## Richiesta A
Nel brano del forum, di che cosa aveva bisogno lei al posto del conforto?

## Brano di partenza

● ● ● ● ●

Boh, sarà che se ho bisogno di conforto direi: "Sto male per questo, questo e quest'altro motivo. Dov'è che sbaglio? Aiutatemi a trovare una soluzione."

Se una si pone nei termini di: "Io ho ragione su tutto, non sono disposta ad ammettere nessuna visione distorta delle cose, però ci sto tanto male" mi viene più da pensare che non voglia risolvere nulla, non cerchi soluzioni o consigli, e voglia solo autocommiserarsi con la collaborazione di un pubblico compiacente.

Come quelli che ti buttano addosso i loro problemi, ma anche se proponi centomila cose che potrebbero fare, a loro non va bene niente.

E allora arrangiati, o tieni un diario, non star qui a perdere il mio tempo.

Ma anch'io ho un brutto carattere, è risaputo.


----------



## Joey Blow (28 Marzo 2013)

Sbriciolata ha detto:


> Io il conforto lo porto a chi si trova in una situazione dolorosa che non ha potuto/saputo evitare e dice di AVERE BISOGNO DI CONFORTO. Lei aveva bisogno di CONSENSO, che è un'altra roba, per mettere in accordo la sua anima con l'apparenza di superdonnaperfettastrafiga che doveva mantenere. Quando ha visto mettere in dubbio la sua superdonnaperfettastrafigicità ha cominciato a starnazzare come un'anitra di squilibrati, sfigati e merdacce che dato che non potevano avere quello che lei aveva, rosicavano.

● ● ● ● ●

## Estratti dell'elenco
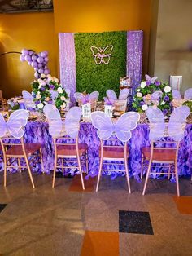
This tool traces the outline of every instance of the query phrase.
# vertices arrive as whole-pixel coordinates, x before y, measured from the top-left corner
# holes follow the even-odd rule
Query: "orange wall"
[[[53,13],[0,15],[0,54],[20,51],[22,48],[37,52],[47,50],[49,68],[57,76],[58,46]],[[5,98],[21,95],[23,90],[31,90],[34,70],[27,62],[21,63],[19,57],[16,54],[0,56],[0,90]]]
[[[54,0],[56,32],[143,30],[147,72],[151,0]]]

● ● ● ● ●

## Richiesta B
Rinomina "top-left corner" in "upper-left corner" nell'elenco e riscrivi tutte le sue righe con il resto invariato, lasciando fuori le immagini.

## Risposta completa A
Aveva bisogno di consenso.

## Risposta completa B
This tool traces the outline of every instance of the query phrase.
# vertices arrive as whole-pixel coordinates, x before y, measured from the upper-left corner
# holes follow the even-odd rule
Query: "orange wall"
[[[53,13],[0,15],[0,54],[20,51],[22,48],[37,52],[47,50],[49,68],[57,76],[58,46]],[[5,98],[21,95],[23,90],[31,90],[34,70],[27,62],[21,63],[19,57],[16,54],[0,56],[0,90]]]
[[[54,0],[56,32],[143,30],[147,72],[151,0]]]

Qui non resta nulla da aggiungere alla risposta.